* _Work to complete_: Please edit the listing below so that every "Put a dot on" becomes "Mark", keeping everything else unchanged and leaving out the pictures.

* _Exercise input_:
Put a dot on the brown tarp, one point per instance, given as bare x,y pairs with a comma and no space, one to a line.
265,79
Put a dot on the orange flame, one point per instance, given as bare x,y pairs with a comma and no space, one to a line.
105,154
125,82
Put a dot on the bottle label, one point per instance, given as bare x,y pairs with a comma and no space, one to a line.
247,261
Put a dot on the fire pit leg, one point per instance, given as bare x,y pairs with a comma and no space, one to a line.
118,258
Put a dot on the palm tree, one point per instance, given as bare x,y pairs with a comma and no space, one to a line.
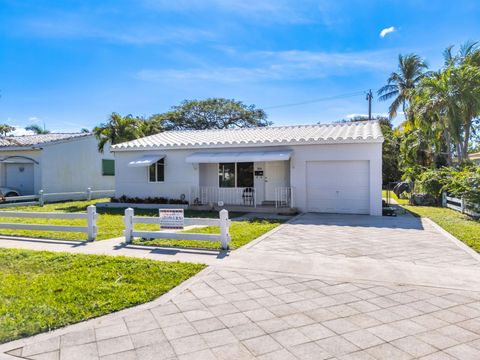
118,129
37,129
5,129
400,84
436,112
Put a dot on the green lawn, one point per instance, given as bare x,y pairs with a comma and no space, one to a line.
40,291
394,197
241,232
461,226
110,223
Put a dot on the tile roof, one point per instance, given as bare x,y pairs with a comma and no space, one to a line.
33,140
352,132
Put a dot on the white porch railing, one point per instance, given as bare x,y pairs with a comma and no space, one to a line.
90,229
459,204
205,195
283,197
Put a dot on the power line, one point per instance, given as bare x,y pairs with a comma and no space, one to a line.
341,96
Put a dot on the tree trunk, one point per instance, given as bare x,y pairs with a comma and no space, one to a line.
466,140
448,141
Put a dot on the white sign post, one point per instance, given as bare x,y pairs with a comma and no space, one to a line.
171,219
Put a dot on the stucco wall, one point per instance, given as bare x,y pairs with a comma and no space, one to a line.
180,176
370,152
74,165
33,154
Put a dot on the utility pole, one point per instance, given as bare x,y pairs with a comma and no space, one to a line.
369,99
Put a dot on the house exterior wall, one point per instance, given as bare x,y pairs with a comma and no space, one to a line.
74,165
32,154
371,152
180,176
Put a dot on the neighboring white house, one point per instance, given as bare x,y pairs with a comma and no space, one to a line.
54,163
334,168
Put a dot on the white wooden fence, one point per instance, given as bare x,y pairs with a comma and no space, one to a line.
223,222
42,198
91,216
459,204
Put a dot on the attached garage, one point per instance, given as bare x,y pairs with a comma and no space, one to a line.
328,168
338,186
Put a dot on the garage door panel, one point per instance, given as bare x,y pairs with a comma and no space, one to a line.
338,186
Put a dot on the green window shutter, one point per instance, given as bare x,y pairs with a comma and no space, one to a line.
108,167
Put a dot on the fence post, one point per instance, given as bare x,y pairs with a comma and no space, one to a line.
128,221
92,222
41,198
224,229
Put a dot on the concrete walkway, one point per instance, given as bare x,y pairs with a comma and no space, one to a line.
320,287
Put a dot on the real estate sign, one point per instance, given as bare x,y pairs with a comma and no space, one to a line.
171,219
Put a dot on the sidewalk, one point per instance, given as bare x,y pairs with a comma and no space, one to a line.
319,287
117,247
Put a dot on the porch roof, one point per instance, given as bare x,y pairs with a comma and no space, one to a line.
245,156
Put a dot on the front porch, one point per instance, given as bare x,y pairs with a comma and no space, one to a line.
247,180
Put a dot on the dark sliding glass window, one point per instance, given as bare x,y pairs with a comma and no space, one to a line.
244,174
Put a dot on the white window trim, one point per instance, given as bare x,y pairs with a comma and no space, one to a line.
236,176
148,174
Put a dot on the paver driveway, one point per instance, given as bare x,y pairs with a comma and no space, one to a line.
249,308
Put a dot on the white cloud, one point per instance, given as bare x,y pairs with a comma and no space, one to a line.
79,26
387,31
20,131
283,11
280,65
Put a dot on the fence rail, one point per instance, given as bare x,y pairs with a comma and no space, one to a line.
91,216
459,204
223,222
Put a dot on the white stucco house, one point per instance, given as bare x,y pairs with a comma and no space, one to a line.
333,168
54,163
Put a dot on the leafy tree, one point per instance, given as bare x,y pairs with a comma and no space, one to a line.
117,129
400,84
37,129
151,126
5,129
214,113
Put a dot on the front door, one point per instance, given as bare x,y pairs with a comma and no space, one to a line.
20,177
276,174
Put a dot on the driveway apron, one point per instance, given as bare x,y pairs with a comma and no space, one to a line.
318,287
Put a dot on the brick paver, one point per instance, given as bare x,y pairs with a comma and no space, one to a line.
412,322
239,313
402,238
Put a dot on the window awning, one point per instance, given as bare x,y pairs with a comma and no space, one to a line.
246,156
145,160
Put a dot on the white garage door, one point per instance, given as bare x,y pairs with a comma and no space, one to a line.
338,187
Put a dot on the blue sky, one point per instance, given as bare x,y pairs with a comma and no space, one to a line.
69,64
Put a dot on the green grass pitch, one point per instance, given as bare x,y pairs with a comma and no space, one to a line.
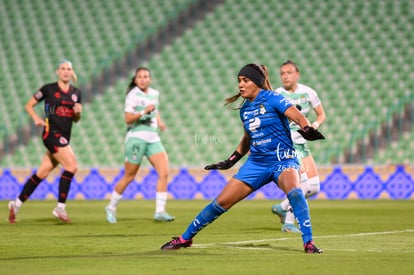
358,237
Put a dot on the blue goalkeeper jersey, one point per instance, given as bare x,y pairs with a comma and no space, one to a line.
264,121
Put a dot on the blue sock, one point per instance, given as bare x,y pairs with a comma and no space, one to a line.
301,211
211,212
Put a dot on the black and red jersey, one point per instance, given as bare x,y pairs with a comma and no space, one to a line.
58,109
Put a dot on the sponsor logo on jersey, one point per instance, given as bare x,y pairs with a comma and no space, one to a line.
38,95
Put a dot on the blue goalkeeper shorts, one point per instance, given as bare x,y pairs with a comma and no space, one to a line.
259,173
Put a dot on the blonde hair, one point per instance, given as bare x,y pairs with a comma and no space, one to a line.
74,77
262,69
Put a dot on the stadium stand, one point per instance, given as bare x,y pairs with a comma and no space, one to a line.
354,53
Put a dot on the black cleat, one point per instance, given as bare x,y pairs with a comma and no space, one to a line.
310,247
176,243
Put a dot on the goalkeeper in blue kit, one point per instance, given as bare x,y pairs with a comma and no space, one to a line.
264,115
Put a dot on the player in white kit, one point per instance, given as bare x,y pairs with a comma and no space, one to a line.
306,100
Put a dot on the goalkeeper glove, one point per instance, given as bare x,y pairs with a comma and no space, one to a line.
228,163
310,133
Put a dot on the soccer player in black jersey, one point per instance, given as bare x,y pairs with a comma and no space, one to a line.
62,107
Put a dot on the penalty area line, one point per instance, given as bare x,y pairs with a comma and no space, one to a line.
234,244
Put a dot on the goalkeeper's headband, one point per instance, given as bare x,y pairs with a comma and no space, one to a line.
63,62
251,71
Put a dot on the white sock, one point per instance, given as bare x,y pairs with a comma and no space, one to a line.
290,218
285,204
115,198
160,201
18,203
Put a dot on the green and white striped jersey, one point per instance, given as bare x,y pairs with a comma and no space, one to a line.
307,99
146,127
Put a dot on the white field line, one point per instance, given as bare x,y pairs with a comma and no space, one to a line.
234,244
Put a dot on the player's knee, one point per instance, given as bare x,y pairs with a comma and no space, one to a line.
312,187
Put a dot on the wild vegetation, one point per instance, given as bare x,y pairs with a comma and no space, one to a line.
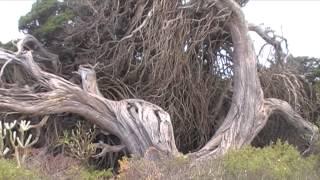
99,80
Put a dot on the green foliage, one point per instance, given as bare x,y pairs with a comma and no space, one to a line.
78,142
96,174
46,18
9,170
89,173
278,161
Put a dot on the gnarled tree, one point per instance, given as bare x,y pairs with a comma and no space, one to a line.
140,124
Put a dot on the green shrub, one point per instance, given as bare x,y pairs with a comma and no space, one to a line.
278,161
9,170
83,173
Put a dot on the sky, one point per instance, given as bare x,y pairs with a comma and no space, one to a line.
297,20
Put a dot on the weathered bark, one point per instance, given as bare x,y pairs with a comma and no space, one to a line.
249,111
140,124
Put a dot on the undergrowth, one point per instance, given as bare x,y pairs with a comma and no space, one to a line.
277,161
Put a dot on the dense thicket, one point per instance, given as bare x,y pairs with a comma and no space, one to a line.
175,54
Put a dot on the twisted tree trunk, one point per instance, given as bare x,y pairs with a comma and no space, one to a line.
140,124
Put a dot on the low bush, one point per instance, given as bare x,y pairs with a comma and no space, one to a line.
9,170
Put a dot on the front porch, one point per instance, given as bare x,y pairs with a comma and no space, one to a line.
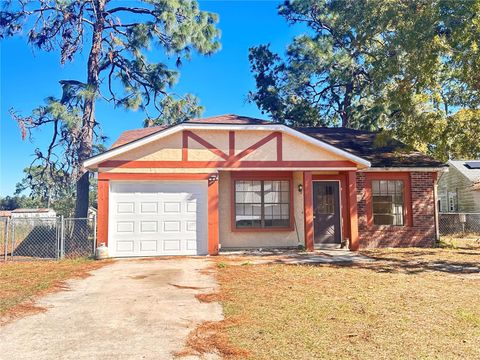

* _Reply_:
Mark the brown tarp, one point per instance, given as bare x,y pairs with a comma and no space, one to a line.
265,79
Mark the orange flame, one point per instance, given as bare x,y pairs with a comma and no space, one to a line.
105,154
125,82
Mark the bottle label, one point per instance, given as bare x,y pairs with a comma and no space, one to a line.
247,261
Mark the fire pit leg, one point per instance, given as bare x,y pairs with a comma and no space, one to a line.
118,258
Mark the palm tree, one point per instance, given as bare x,y pairs with a comma and no space, one to a line.
118,129
37,129
5,129
400,84
436,112
Mark the green lawn, one point per instance, given as bare x,y pairs with a comma and no space, one to a line.
40,291
394,197
241,232
461,226
110,223
Mark the tile roof, one point per instance, given as bare x,y pairs with a comma and no space, one to a line.
33,140
352,132
Mark the white porch railing, one point per instance, given as bare x,y pairs with a comma and no space, one to a line.
90,229
459,204
205,195
283,197
Mark the power line, one point per instance, given as bare x,y pairs with a comma and no space, one to a line.
341,96
Mark the tree trunk, one point per instance, given as bare x,y pairs with a comma and no space, one to a line.
466,140
448,141
Mark the white sign post, one point per instance, given as bare x,y pairs with a comma and no space, one to a line.
171,219
Mark the stucco wall, one point per instance, given as bare x,y pairs with a comma and no space, one to a line.
180,176
370,152
74,165
33,154
Mark the utility pole, one point per instance, given as bare x,y pairs with a comma and no space, one to a line.
369,99
Mark the house exterior wall, one point per instance, given as bare x,y pairs with a comma and no space, one to a line.
74,165
32,154
371,152
180,176
Mark the neighboring white house, one point per instance, given as bare x,y pairs with a comma and no space, one to a line.
54,163
334,168
Mark the white wooden fence, one point per instance, given as bare x,y pairs with a comma and no space, one to a line.
223,222
42,198
91,216
459,204
Mark the attached garage, one point per instance, given as bare x,y pairs with a comma and no space, one to a line.
328,168
338,186
Mark the garage door panel, one point per instance, given as bare x,y pairs with a comma and no space, one to a line.
338,186
Mark the green window shutter, one point per instance, given as bare x,y pairs with a comma and no space, one to a line.
108,167
Mark the fence post, one point per instance, given as bare x,y pairs with a comma and no space, one to a line.
128,221
92,222
41,198
224,229
Mark the concrete walkway, one point per instance, given as bare x,y pairs with a comma and no space, one to a line.
320,287
Mark the real estate sign, one point per instance, given as bare x,y pairs with a comma and no space, one to a line.
171,219
Mark the sidewalk, one point per instance, given as bare x,y pairs with a comma and no space, one to a line.
319,287
117,247
Mark the porch roof, one point per instance, given as bare x,y pairs with a comma and no space, one to a line.
245,156
Mark the front porch, one point per instance, given as bare x,y pairs with a comma and no space, one to a line.
247,180
Mark the dark sliding glass window, one point per instance, given as bare x,y pairs with a comma and no space, one to a line.
244,174
Mark the white window trim, one point per instance, given as bare x,y pairs with a comma and no space, one to a line.
236,176
148,174
Mark the paver driveway, one point per instance, given as bare x,y pairs with a comma and no space, one to a line.
249,308
Mark the white cloud, one point per instance, given as bare x,y pairs with a comma and no space, one to a line.
79,26
387,31
20,131
283,11
280,65
Mark the fence rail, one point per instance, given as bare x,y pairs with a comma and no space, one to a line.
91,216
459,204
223,222
Mark the white stucco house, one point per instance, given as bare x,y pairs with a comma and no space, one to a line.
333,168
54,163
Mark the leafy tree, one point per instance, given as bare x,y pairs with a comma and no space, one to a line.
117,129
400,84
37,129
151,126
5,129
214,113
Mark the front door, one point per instance, given as bare x,y pairs with a comma and no space, one to a line.
20,177
276,174
Mark the driveway apron, one point per instance, given as bare x,y pairs with a comma and no space, one to a line.
318,287
Mark the brick paver, one point per instance, given as bare x,y pairs with a comma and no space, one to a line.
412,322
239,313
402,238
Mark the window awning, one point per instance, given as bare x,y pairs with a comma and no space, one to a line.
246,156
145,160
Mark the white garage door, one point per instance, given as bare x,y pairs with a comma and no space, one to a line.
338,187
Mark the blue sky, one point per instance, given as bare x,y pairs with a comma and no space, one to a line.
69,64
Mark the green grass pitch, one point per instance, given as bare x,y pairs with a comma and no space, one to a line.
358,237
Mark the blue goalkeeper jersey, one point per instance, given as bare x,y pairs with a comma and no space, one to a line.
264,121
Mark the blue sock, one point per instance, given as bare x,y pairs with a comma and no space, one to a line.
301,211
211,212
Mark the black and red jersey, one point per instance, given as bare x,y pairs with a comma and no space, one to a line.
58,109
Mark the sponsor logo on jersey, one point per instance, given as bare x,y pairs with a comma and no space, one to a line.
38,95
Mark the blue goalkeeper shorts, one point per instance, given as bare x,y pairs with a comma and no space, one to a line.
259,173
Mark the blonde hair, one point per instance, given as bare x,y pairs with a comma and no space, one to a line.
74,77
262,69
Mark the stadium stand, one point per instance, given as bare x,y pairs with a comma and no space, one to a line.
354,53
Mark the black cleat, one point per instance, given as bare x,y pairs with a comma and no space, one to a line.
310,247
176,243
Mark the goalkeeper in blue kit, one point per instance, given as bare x,y pairs with a comma and no space, one to a line.
264,115
Mark the player in white kit, one point per instance, given as bare x,y pairs with a comma and no space, one to a line.
306,100
Mark the goalkeeper glove, one point per instance, given as bare x,y pairs with a comma and no space, one to a line.
228,163
310,133
Mark the soccer player in black jersey, one point per instance, given as bare x,y pairs with a comma and no space, one to a line.
62,107
Mark the penalty area line, one point per instance, given as bare x,y pairs with a comma and no space, one to a line.
234,244
Mark the goalkeeper's headband, one point per instance, given as bare x,y pairs with a comma and no space, one to a line.
63,62
251,71
Mark the white sock, one point per instance, given as bare x,y pairs with a comma and no space, one to a line.
290,218
285,204
115,198
160,201
18,203
Mark the green and white striped jersey, one point per instance, given as bare x,y pairs with a comma and no space, one to a line.
307,99
146,127
Mark the white field line, one point per instance, given as bare x,y pairs with a comma and no space, one to a line.
234,244
Mark the player's knee, one point per instance, given as bare x,y pairs with a comma and no space, one to a line.
312,187
Mark the wild vegetation, one point per instance, given as bare x,y pairs with a comma and no space, one to a line.
99,80
Mark the green foliage, one point per instance, given as bare x,y pairs with a comma and no space, one to a line.
78,142
96,174
46,18
9,170
89,173
278,161
Mark the gnarled tree, one point per instance, given as bare x,y pairs with a comma and no space, one to a line.
140,124
Mark the green shrub, one point per instance, given as bare x,y pairs with a comma and no space, one to a line.
278,161
9,170
83,173
Mark the sky, one point per instance, given as bare x,y pairs with a comma and no space, one to a line.
297,20
Mark the weathered bark, one point per instance, given as bare x,y pairs with a comma and no space, one to a line.
249,111
140,124
Mark the undergrowth, one point per instance, given as bare x,y pairs with a comma and no space, one to a line.
277,161
Mark the dense thicket, one point per instance, given as bare x,y pairs with a comma and no space, one to a line.
175,54
Mark the twisted tree trunk, one point per instance, given as bare x,y pairs with a comma and no space, one to a line.
140,124
Mark the low bush, one point per instance, given as bare x,y pairs with a comma and no space, one to a line.
9,170
Mark the front porch, one point per instance, given as bare x,y pairs with a comma and no space, one to a line.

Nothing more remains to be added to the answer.